## Requirement A
Extract every line of the records that contains the string "block".

Segment Start: Extract to read

Basing Wargame Miniatures
Diorama Figure Stands in 1:72 Scale
Matchbox Nato Paratroopers based for Crossfire skirmish rules. The miniatures are mounted on a rectangular cardboard base covered with sand and small stones, painted olive green, and drybrushed in khaki and white to bring out the texture. The rocky ground in the center of the stand has been covered with static grass and a small bush made from lichen. After the painting, figures may be pried off their wooden painting handle or ruler, using a small screwdriver. Don’t worry if some paint chips off a figure’s base, because the damage will be corrected when we paint the miniature diorama base.
Tools and Accessories
- 3 mm Plywood
- X-ACTO Knife with Scalpelblades № 11
- Large Geometric Triangle
- Medium Sandpaper
- PVA white glue
- Sand, Small Stones and Lichen
- Old Broadheaded Brush for Drybrushing
- Plaka Posterpaint or Acrylic Paint
- Static Grass and Applicator, NOCH
Figures should be based on 3 mm plywood which will not warp as easily as cardboard and balsa. If you want to use the diorama-bases for gaming, it is a good idea to cut them in standardized wargame base sizes or multiples thereof. We recommend the following base sizes which are compatible with Volley & Bayonet and upscaled versions of Complete Brigadier, Fire and Fury and a number of other rule sets where cavalry and infantry subunits of different strengths are based on the same base frontage:
- Infantry regiment of 10–12 Figures: 76 mm wide × 38 mm deep
- Infantry brigade of 12–16 Figures: 76 mm wide × 76 mm deep
- Light infantry battalion of 2–3 Figures: 38 mm wide × 38 mm deep
- Field artillery battalion, 1 Gun and 3 Figures: 38 mm wide × 76 mm deep
- Heavy artillery battalion, 1 Gun and 4 Figures: 38 mm wide × 76 mm deep
- Light cavalry regiment of 2–3 Figures: 38 mm wide × 76 mm deep
- Cavalry brigade of 5 Figures: 76 mm wide × 76 mm deep
- Division or Corps Commander, 2–3 Officers: 38 mm wide × 38 mm deep
- Army Commander, 3–4 Officers: 50 mm wide × 50 mm deep
Alternatively, individual figures mounted on steel bases may be deployed on unit-sized stands made of or lined with magnetic sheet.
Infantry Regiment or Brigade
The decision to mount infantry on regimental or brigade sized bases depends on the historical period and the tactical doctrine employed by the army.

Segment End: Extract to read
Segment Start: Extracted material

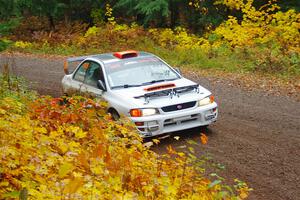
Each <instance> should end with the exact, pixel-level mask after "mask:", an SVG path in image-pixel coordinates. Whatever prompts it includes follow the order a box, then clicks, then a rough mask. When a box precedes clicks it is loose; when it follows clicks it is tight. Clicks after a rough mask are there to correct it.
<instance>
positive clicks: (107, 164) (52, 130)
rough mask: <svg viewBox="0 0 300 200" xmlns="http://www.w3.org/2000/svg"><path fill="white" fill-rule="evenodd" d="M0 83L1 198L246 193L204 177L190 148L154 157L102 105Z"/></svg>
mask: <svg viewBox="0 0 300 200" xmlns="http://www.w3.org/2000/svg"><path fill="white" fill-rule="evenodd" d="M0 83H1V84H0V91H1V95H0V133H1V134H0V150H1V151H0V162H1V166H0V175H1V179H0V198H1V199H15V198H20V199H25V200H26V199H58V198H59V199H87V198H90V199H95V198H96V199H97V198H99V197H101V198H102V199H228V200H229V199H232V200H236V199H246V198H247V197H248V195H249V192H250V191H251V190H252V189H251V188H249V187H248V186H247V184H246V183H244V182H242V181H240V180H238V179H235V180H234V182H235V185H233V186H229V185H227V184H224V182H225V180H224V179H223V178H222V177H219V176H217V175H216V173H211V174H209V175H206V174H205V168H204V167H205V165H204V164H205V163H206V162H207V159H206V158H197V157H196V156H195V155H193V152H194V150H193V149H192V147H191V146H188V145H187V149H186V152H180V151H177V150H176V149H174V148H173V147H172V146H168V148H167V151H166V153H165V154H162V155H160V154H156V153H155V152H153V151H152V150H151V149H150V148H149V147H147V146H146V145H144V144H143V143H142V140H141V138H140V137H139V136H138V133H137V132H136V131H135V129H134V127H133V126H132V125H131V123H129V121H127V120H124V121H119V122H115V121H113V120H112V119H111V118H110V116H108V115H107V114H106V112H105V110H106V105H105V103H104V102H101V101H97V100H92V99H88V98H85V97H80V96H73V97H62V98H52V97H49V96H38V95H36V94H35V93H32V91H29V90H27V88H26V87H24V85H25V84H23V82H22V81H21V82H20V79H19V78H18V77H10V76H9V74H8V73H5V71H4V73H2V75H0ZM199 140H200V139H199ZM158 143H159V140H157V139H156V140H153V142H152V144H158ZM190 143H191V145H192V144H193V145H204V143H202V144H201V143H199V142H196V141H191V142H190ZM37 147H38V148H37Z"/></svg>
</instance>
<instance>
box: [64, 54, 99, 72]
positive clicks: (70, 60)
mask: <svg viewBox="0 0 300 200" xmlns="http://www.w3.org/2000/svg"><path fill="white" fill-rule="evenodd" d="M96 56H98V54H95V55H88V56H80V57H71V58H67V59H66V60H65V61H64V72H65V74H69V63H72V62H82V61H84V60H85V59H87V58H90V57H96Z"/></svg>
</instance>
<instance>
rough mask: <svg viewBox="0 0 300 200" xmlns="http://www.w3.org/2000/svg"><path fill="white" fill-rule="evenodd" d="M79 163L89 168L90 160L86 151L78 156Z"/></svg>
mask: <svg viewBox="0 0 300 200" xmlns="http://www.w3.org/2000/svg"><path fill="white" fill-rule="evenodd" d="M77 159H78V161H79V163H80V164H81V165H82V166H83V167H84V168H85V169H89V168H90V165H89V162H88V160H87V155H86V154H85V153H83V152H82V153H80V154H79V155H78V157H77Z"/></svg>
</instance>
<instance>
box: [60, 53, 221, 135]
mask: <svg viewBox="0 0 300 200" xmlns="http://www.w3.org/2000/svg"><path fill="white" fill-rule="evenodd" d="M69 62H80V64H79V65H78V66H77V67H76V69H75V70H74V71H73V73H70V74H69V73H68V63H69ZM64 69H65V73H66V75H65V76H64V78H63V80H62V88H63V91H64V93H65V94H68V95H71V94H72V93H74V92H77V93H78V92H80V93H89V94H93V95H95V96H101V97H102V98H103V99H104V100H106V101H107V102H108V105H109V107H108V112H109V113H111V114H112V116H113V117H114V118H115V119H117V118H119V117H120V116H121V115H125V116H127V117H129V118H130V119H131V120H132V121H133V122H134V123H135V125H136V127H137V130H138V131H139V132H140V134H141V136H142V137H149V136H155V135H160V134H163V133H169V132H174V131H179V130H184V129H189V128H194V127H199V126H207V125H209V124H211V123H212V122H215V121H216V119H217V116H218V109H217V104H216V102H215V101H214V97H213V96H212V94H211V92H210V91H208V90H207V89H205V88H203V87H202V86H200V85H199V84H197V83H195V82H193V81H190V80H188V79H186V78H184V77H183V76H181V74H180V73H179V71H178V70H175V69H173V68H172V67H170V66H169V65H168V64H167V63H166V62H164V61H163V60H162V59H160V58H159V57H157V56H155V55H153V54H150V53H146V52H137V51H123V52H116V53H107V54H99V55H90V56H84V57H75V58H69V59H68V60H67V61H66V62H65V66H64Z"/></svg>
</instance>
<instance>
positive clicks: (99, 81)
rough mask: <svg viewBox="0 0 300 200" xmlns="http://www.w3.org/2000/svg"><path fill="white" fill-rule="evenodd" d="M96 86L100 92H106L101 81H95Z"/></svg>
mask: <svg viewBox="0 0 300 200" xmlns="http://www.w3.org/2000/svg"><path fill="white" fill-rule="evenodd" d="M97 86H98V88H99V89H100V90H103V91H106V87H105V84H104V83H103V81H102V80H98V81H97Z"/></svg>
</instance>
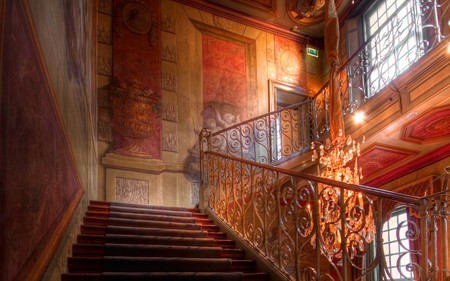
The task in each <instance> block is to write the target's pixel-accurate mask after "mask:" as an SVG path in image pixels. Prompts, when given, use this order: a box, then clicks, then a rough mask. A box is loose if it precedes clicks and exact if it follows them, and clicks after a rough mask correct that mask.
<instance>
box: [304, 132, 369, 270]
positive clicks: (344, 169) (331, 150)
mask: <svg viewBox="0 0 450 281" xmlns="http://www.w3.org/2000/svg"><path fill="white" fill-rule="evenodd" d="M361 143H364V138H363V140H362V141H361V142H357V141H355V140H353V139H352V138H351V136H350V135H349V136H344V135H343V134H342V132H341V131H340V132H339V136H338V137H337V138H336V139H335V140H334V141H331V140H330V139H327V140H326V141H325V143H324V144H320V146H319V149H318V150H316V149H315V148H316V146H315V143H312V144H311V147H312V149H313V155H312V160H313V161H315V160H317V159H319V165H320V166H322V167H323V169H322V171H320V169H319V166H318V174H319V175H320V176H321V177H323V178H327V179H330V180H335V181H340V182H345V183H349V184H359V180H360V179H362V169H361V167H358V156H359V155H360V149H361ZM350 161H354V166H353V168H351V167H347V166H346V165H347V164H348V163H349V162H350ZM318 197H319V201H318V212H319V225H318V227H319V235H320V237H319V239H320V241H321V243H320V245H321V251H322V254H324V255H325V256H326V257H327V258H328V259H329V260H330V261H334V262H337V264H338V265H342V257H343V251H346V253H347V255H348V256H349V257H350V259H354V257H356V256H359V255H360V254H361V253H363V252H365V248H366V244H369V243H371V242H372V241H373V239H374V237H375V232H376V228H375V223H374V211H373V205H372V201H371V200H370V199H369V198H367V197H366V196H365V195H363V194H362V193H359V192H355V191H352V190H348V189H343V188H339V187H333V186H330V185H326V184H322V183H319V184H318ZM315 239H316V237H315V235H314V237H313V239H312V240H311V244H312V246H313V247H315V245H316V240H315ZM343 241H345V245H342V243H343Z"/></svg>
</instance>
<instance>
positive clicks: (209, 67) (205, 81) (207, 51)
mask: <svg viewBox="0 0 450 281" xmlns="http://www.w3.org/2000/svg"><path fill="white" fill-rule="evenodd" d="M202 56H203V60H202V67H203V69H202V73H203V82H202V83H203V110H204V111H205V110H206V111H209V110H210V109H211V107H214V108H215V109H214V110H219V111H222V109H220V108H219V107H220V106H218V103H222V104H224V105H223V110H228V109H225V107H229V108H230V107H236V108H240V110H241V111H242V110H243V109H245V108H246V107H247V95H248V93H247V83H248V82H247V52H246V48H245V46H243V45H240V44H237V43H234V42H230V41H226V40H223V39H219V38H216V37H213V36H209V35H205V34H203V36H202ZM212 105H213V106H212ZM227 105H228V106H227ZM228 111H229V110H228ZM221 113H223V112H221ZM242 114H243V115H244V116H241V117H240V118H243V119H246V117H247V116H245V113H244V112H242ZM234 115H236V114H234ZM207 117H209V116H207ZM234 117H236V116H234ZM206 120H207V118H204V125H205V127H206V126H207V124H206ZM216 121H218V123H217V124H219V123H220V120H219V119H217V120H216ZM224 121H225V120H224ZM225 122H233V123H236V120H228V121H225Z"/></svg>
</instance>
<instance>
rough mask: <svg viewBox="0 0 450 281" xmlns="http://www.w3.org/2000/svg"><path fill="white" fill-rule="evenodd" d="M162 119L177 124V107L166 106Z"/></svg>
mask: <svg viewBox="0 0 450 281" xmlns="http://www.w3.org/2000/svg"><path fill="white" fill-rule="evenodd" d="M162 117H163V120H166V121H172V122H177V105H176V104H173V103H169V104H166V105H164V109H163V112H162Z"/></svg>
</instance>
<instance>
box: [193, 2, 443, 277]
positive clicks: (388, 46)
mask: <svg viewBox="0 0 450 281" xmlns="http://www.w3.org/2000/svg"><path fill="white" fill-rule="evenodd" d="M410 2H411V3H414V4H413V6H415V7H420V10H421V14H420V18H421V21H419V22H417V23H416V24H415V25H414V26H410V25H408V26H404V25H402V24H401V23H400V21H399V20H393V21H391V22H390V23H389V24H391V26H390V27H389V28H387V29H386V31H383V33H382V32H380V33H377V34H374V35H373V36H372V37H371V38H369V39H368V40H367V42H366V43H365V44H364V45H363V46H362V47H361V48H360V49H359V50H358V51H357V52H356V53H355V54H354V55H352V56H351V57H349V58H348V60H347V62H346V63H345V64H344V65H343V66H342V67H341V68H340V70H339V74H338V81H339V94H340V95H341V96H342V97H343V112H344V115H348V114H350V113H352V112H354V111H355V110H356V109H357V108H359V107H360V106H361V105H363V104H365V103H366V102H367V101H368V100H369V99H370V98H372V97H373V96H375V95H376V93H377V92H378V91H380V90H381V89H382V88H384V87H386V86H387V85H388V84H389V83H391V82H392V81H393V80H394V79H396V77H398V76H399V75H401V74H402V73H403V72H404V71H405V68H403V67H398V66H395V67H393V68H392V69H390V71H389V72H386V71H385V70H386V66H387V65H388V61H389V60H390V56H391V55H393V54H395V52H398V49H399V48H402V44H400V45H397V46H395V47H389V46H390V44H388V43H390V40H391V39H392V38H393V37H396V36H406V37H405V38H407V37H408V36H409V35H411V34H413V33H415V32H417V30H420V36H419V37H418V40H417V41H416V42H417V45H416V47H415V48H413V49H411V52H409V54H408V56H407V60H408V64H409V65H410V67H411V66H412V67H413V66H414V63H416V62H417V61H418V60H419V59H420V58H421V57H422V56H424V55H426V54H427V53H428V52H429V51H430V50H432V49H433V48H434V47H436V46H437V45H438V44H440V43H442V42H443V41H446V40H447V41H448V38H449V30H450V27H449V26H448V23H447V22H446V21H448V15H449V14H450V11H449V10H450V1H421V0H412V1H410ZM408 34H409V35H408ZM404 44H407V40H404ZM382 45H384V46H386V49H385V50H383V51H382V52H377V51H374V50H375V49H376V47H375V46H382ZM374 48H375V49H374ZM328 103H329V90H328V85H325V86H324V87H323V88H322V89H321V90H320V91H319V92H318V93H317V94H316V95H315V96H314V97H313V98H311V99H309V100H307V101H305V102H303V103H300V104H296V105H292V106H290V107H286V108H283V109H280V110H278V111H274V112H270V113H268V114H265V115H261V116H258V117H255V118H252V119H249V120H247V121H245V122H242V123H239V124H236V125H234V126H232V127H229V128H226V129H223V130H220V131H217V132H209V131H206V130H204V131H202V133H201V135H200V170H201V181H202V187H203V189H204V190H205V194H207V196H208V197H207V200H208V205H209V208H211V210H212V211H213V212H214V213H215V214H216V215H217V216H218V217H219V218H220V219H221V220H222V221H223V222H224V223H226V224H227V225H228V226H229V227H230V228H231V229H233V230H234V231H235V232H236V233H237V234H238V235H239V236H241V237H242V239H243V240H245V241H246V242H247V243H248V244H249V245H250V246H251V247H253V248H254V249H255V250H256V251H257V252H258V253H259V254H260V256H261V257H263V258H265V259H267V260H268V261H270V262H271V263H272V264H273V266H274V267H276V268H277V269H278V270H279V271H280V272H282V273H283V274H284V275H285V276H286V278H287V279H289V280H449V279H450V272H449V270H450V261H449V257H448V254H449V247H448V243H449V242H450V241H449V240H450V239H449V233H448V220H449V218H450V208H449V198H450V193H449V189H448V177H449V174H450V168H449V167H448V168H447V171H446V172H445V173H444V174H443V175H441V176H440V177H437V178H436V179H435V181H433V183H432V184H433V185H435V186H437V187H438V188H437V189H436V188H435V189H434V192H433V193H432V195H428V196H414V195H408V194H403V193H398V192H392V191H386V190H380V189H376V188H372V187H368V186H360V185H350V184H345V183H342V182H336V181H332V180H328V179H324V178H321V177H316V176H312V175H309V174H305V173H301V172H295V171H289V170H284V169H281V168H279V167H277V166H276V165H277V164H278V163H281V162H283V161H286V160H289V159H291V158H293V157H296V156H299V155H300V154H302V153H305V152H306V151H309V150H310V144H311V142H313V141H323V140H324V139H325V138H326V137H327V136H328V134H329V130H330V129H329V126H330V125H329V120H328V112H327V111H328ZM395 206H403V207H404V208H406V210H407V214H408V216H407V218H408V219H406V220H404V221H402V222H400V223H399V224H398V225H397V226H396V227H394V229H395V231H394V230H393V232H394V233H393V235H394V234H395V237H396V240H397V244H398V245H400V246H399V247H400V248H401V249H402V250H403V252H402V253H400V254H398V255H397V256H390V260H389V261H387V260H386V257H387V255H386V254H385V251H386V249H385V248H384V246H383V236H382V233H383V223H384V222H385V221H386V220H387V218H388V217H389V214H390V212H391V211H392V210H393V208H394V207H395ZM336 245H337V246H336Z"/></svg>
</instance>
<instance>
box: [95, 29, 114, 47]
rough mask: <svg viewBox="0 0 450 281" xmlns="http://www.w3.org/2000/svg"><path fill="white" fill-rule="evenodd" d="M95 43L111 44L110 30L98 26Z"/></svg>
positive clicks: (111, 43)
mask: <svg viewBox="0 0 450 281" xmlns="http://www.w3.org/2000/svg"><path fill="white" fill-rule="evenodd" d="M97 41H98V42H99V43H103V44H108V45H111V44H112V33H111V28H109V27H107V26H103V25H99V27H98V31H97Z"/></svg>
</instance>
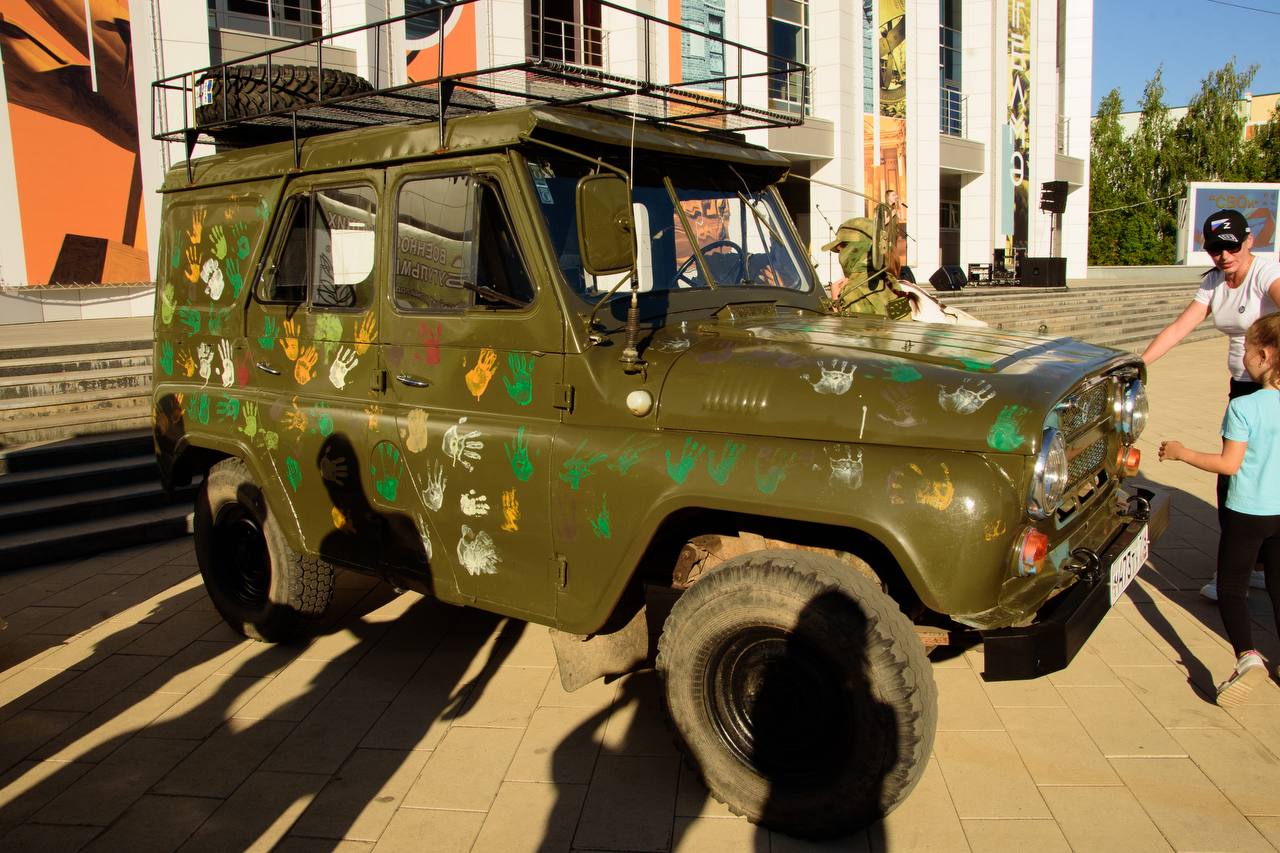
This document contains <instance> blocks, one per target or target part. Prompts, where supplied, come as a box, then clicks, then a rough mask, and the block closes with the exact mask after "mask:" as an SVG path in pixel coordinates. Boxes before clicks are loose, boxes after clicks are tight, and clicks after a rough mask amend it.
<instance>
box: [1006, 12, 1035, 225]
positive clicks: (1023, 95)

Segment End: Extracted material

## Requirement B
Rewrite the paragraph of the basing guide that begins "Matchbox Nato Paratroopers based" as a short bulleted list that keeps its main facts.

## Exercise answer A
The task in each <instance> block is to write the target's pixel-accurate mask after "mask:" as an SVG path in image pixels. Prompts, when given, use this order: a box, then clicks, then a rough mask. A box is loose if it precedes clicks and exact if it follows them, and clicks after a rough mask correct that mask.
This document contains <instance> blocks, one per target or target part. Prompts, where supplied, come as a box, then clicks, then a rough mask, and the block closes with the exact mask after "mask:" as an SVG path in pixel coordinates. Boxes before clicks are loose, boxes after clicks are tight, and clicks after a rough mask amend it.

## Exercise answer B
- Matchbox Nato Paratroopers are based for Crossfire skirmish rules.
- The figures sit on a rectangular cardboard base covered with sand and small stones, painted olive green, and drybrushed in khaki and white to bring out the texture.
- The rocky ground in the center carries static grass and a small bush made from lichen.
- After painting, figures may be pried off their wooden painting handle or ruler with a small screwdriver.
- Paint chipped off a figure's base is fixed when the miniature diorama base is painted.